> To do:
Copy every one of the following rows word for word, from the first through the last.

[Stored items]
____________

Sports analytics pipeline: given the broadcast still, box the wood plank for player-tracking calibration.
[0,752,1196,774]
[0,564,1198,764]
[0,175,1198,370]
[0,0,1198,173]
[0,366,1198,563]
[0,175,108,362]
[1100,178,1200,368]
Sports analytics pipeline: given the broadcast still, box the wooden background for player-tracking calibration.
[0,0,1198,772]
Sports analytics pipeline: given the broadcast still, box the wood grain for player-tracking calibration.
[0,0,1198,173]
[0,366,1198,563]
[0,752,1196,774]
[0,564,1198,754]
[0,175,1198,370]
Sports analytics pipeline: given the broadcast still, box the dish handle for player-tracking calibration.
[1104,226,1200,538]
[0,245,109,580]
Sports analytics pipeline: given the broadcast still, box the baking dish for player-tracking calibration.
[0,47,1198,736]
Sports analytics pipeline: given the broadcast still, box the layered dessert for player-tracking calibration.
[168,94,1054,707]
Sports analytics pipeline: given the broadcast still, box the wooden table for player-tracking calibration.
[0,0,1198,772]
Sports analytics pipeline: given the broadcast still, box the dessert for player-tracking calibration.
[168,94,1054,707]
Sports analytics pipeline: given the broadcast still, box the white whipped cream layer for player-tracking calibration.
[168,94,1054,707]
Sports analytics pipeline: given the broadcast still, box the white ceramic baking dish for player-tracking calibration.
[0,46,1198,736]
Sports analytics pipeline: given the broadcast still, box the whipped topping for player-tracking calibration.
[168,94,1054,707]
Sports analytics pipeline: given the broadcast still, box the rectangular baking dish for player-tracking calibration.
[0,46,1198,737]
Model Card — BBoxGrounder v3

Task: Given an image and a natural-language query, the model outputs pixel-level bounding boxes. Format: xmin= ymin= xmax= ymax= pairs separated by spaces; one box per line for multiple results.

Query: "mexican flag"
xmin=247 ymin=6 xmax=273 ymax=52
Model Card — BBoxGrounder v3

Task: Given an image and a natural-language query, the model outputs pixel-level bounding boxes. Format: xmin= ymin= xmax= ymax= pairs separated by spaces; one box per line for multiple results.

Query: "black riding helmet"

____________

> Exercise answer:
Sports analytics pipeline: given the broadcast still, box the wood plank for player-tracking calibration.
[0,752,1196,774]
[0,564,1198,764]
[0,175,1198,370]
[0,0,1198,173]
[0,366,1198,563]
[0,175,108,362]
[1100,178,1200,368]
Sports analytics pipeline: given the broadcast still, box the wooden background for player-tracking calibration.
[0,0,1198,772]
Sports analytics pipeline: given the broadcast still, box the wood grain for player-tracking calibration.
[0,0,1198,173]
[0,366,1198,563]
[0,752,1196,774]
[0,564,1198,754]
[0,175,1198,370]
Sports analytics pipeline: given the broadcast still, box the dish handle for player-tracking calibration.
[1104,226,1200,538]
[0,245,109,580]
Sports analytics pipeline: given the broadcast still, box the baking dish for player-tracking calibration.
[0,47,1198,736]
Sports analytics pipeline: given the broadcast still, box the layered dessert for player-tracking calibration.
[168,94,1054,707]
Sports analytics pipeline: given the broadcast still, box the wooden table for player-tracking calibration.
[0,0,1198,772]
Sports analytics pipeline: given the broadcast still, box the dessert for player-tracking calibration.
[168,94,1054,707]
Sports analytics pipeline: given the broadcast still, box the white whipped cream layer for player-tracking calibration.
[168,94,1054,707]
Sports analytics pipeline: given the broadcast still, box the white ceramic baking dish for player-tracking calibration.
[0,46,1198,736]
Sports analytics pipeline: given the broadcast still, box the whipped topping for player-tracking calibration.
[168,94,1054,707]
Sports analytics pipeline: given the broadcast still, box the rectangular baking dish for player-tracking calibration.
[0,46,1198,737]
Model Card — BBoxGrounder v3

Task: Given an image and a natural-language query, the model outputs pixel-level bounding boxes. Format: xmin= ymin= xmax= ymax= pairs separated by spaces; one box per line for multiple results.

Query: "mexican flag"
xmin=247 ymin=6 xmax=273 ymax=52
Model Card — BBoxGrounder v3

Task: Given an image and a natural-language query, the model outputs pixel-level bounding boxes. Format: xmin= ymin= xmax= ymax= pairs separated by spaces; one box per line for multiple results.

Query: "black riding helmet"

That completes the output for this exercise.